| What you are asked to do |
Reproduce the material below line for line, without changing a single character.

| Supplied records |
>> START

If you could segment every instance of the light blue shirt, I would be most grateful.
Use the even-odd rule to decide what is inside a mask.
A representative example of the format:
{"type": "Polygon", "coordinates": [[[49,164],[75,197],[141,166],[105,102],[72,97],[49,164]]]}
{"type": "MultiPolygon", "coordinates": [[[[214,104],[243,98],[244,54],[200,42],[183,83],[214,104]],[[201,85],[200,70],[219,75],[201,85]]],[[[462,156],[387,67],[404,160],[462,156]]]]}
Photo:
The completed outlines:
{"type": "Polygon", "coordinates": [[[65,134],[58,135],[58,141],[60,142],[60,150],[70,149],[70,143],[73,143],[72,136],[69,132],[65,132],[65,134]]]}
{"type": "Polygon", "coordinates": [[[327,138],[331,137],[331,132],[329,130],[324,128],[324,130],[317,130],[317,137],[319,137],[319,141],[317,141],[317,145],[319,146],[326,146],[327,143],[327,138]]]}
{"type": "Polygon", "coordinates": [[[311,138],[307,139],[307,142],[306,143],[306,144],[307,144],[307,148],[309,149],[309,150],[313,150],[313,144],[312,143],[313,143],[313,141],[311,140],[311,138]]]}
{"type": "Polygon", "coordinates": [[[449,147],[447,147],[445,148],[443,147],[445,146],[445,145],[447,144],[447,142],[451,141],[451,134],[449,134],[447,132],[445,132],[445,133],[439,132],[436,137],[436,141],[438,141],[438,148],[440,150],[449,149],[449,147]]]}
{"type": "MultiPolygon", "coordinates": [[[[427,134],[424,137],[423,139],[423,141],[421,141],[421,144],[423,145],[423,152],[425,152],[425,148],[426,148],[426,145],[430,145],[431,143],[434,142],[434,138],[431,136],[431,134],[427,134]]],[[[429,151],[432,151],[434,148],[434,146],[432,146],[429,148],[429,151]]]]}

>> END

| Task solution |
If you could segment every instance of the light blue shirt, I would be most grateful.
Use the even-odd rule to decide what is inside a mask.
A representative example of the format:
{"type": "Polygon", "coordinates": [[[49,164],[75,197],[141,166],[105,102],[72,97],[49,164]]]}
{"type": "MultiPolygon", "coordinates": [[[[214,104],[243,98],[244,54],[200,42],[183,83],[214,104]],[[201,85],[200,70],[219,75],[201,85]]],[[[462,156],[387,67],[404,160],[462,156]]]]}
Photo:
The completed outlines:
{"type": "Polygon", "coordinates": [[[65,134],[58,135],[58,141],[60,142],[60,150],[70,149],[70,143],[73,143],[72,136],[69,132],[65,132],[65,134]]]}
{"type": "Polygon", "coordinates": [[[327,138],[331,137],[331,132],[329,130],[324,128],[324,130],[317,130],[317,137],[319,137],[319,141],[317,141],[317,145],[319,146],[326,146],[327,143],[327,138]]]}
{"type": "Polygon", "coordinates": [[[311,138],[307,139],[307,142],[306,143],[306,144],[307,144],[307,148],[309,149],[309,150],[313,150],[313,144],[312,143],[313,143],[313,141],[311,140],[311,138]]]}
{"type": "Polygon", "coordinates": [[[449,147],[447,147],[445,148],[443,147],[445,146],[445,145],[447,144],[447,142],[451,141],[451,134],[449,134],[447,132],[445,132],[445,133],[439,132],[436,137],[436,141],[438,141],[438,148],[440,150],[449,149],[449,147]]]}
{"type": "MultiPolygon", "coordinates": [[[[427,134],[424,137],[423,139],[423,141],[421,141],[421,144],[423,145],[423,152],[425,152],[425,148],[426,148],[426,145],[430,145],[431,143],[434,142],[434,138],[431,136],[431,134],[427,134]]],[[[429,151],[432,151],[434,148],[434,146],[432,146],[429,148],[429,151]]]]}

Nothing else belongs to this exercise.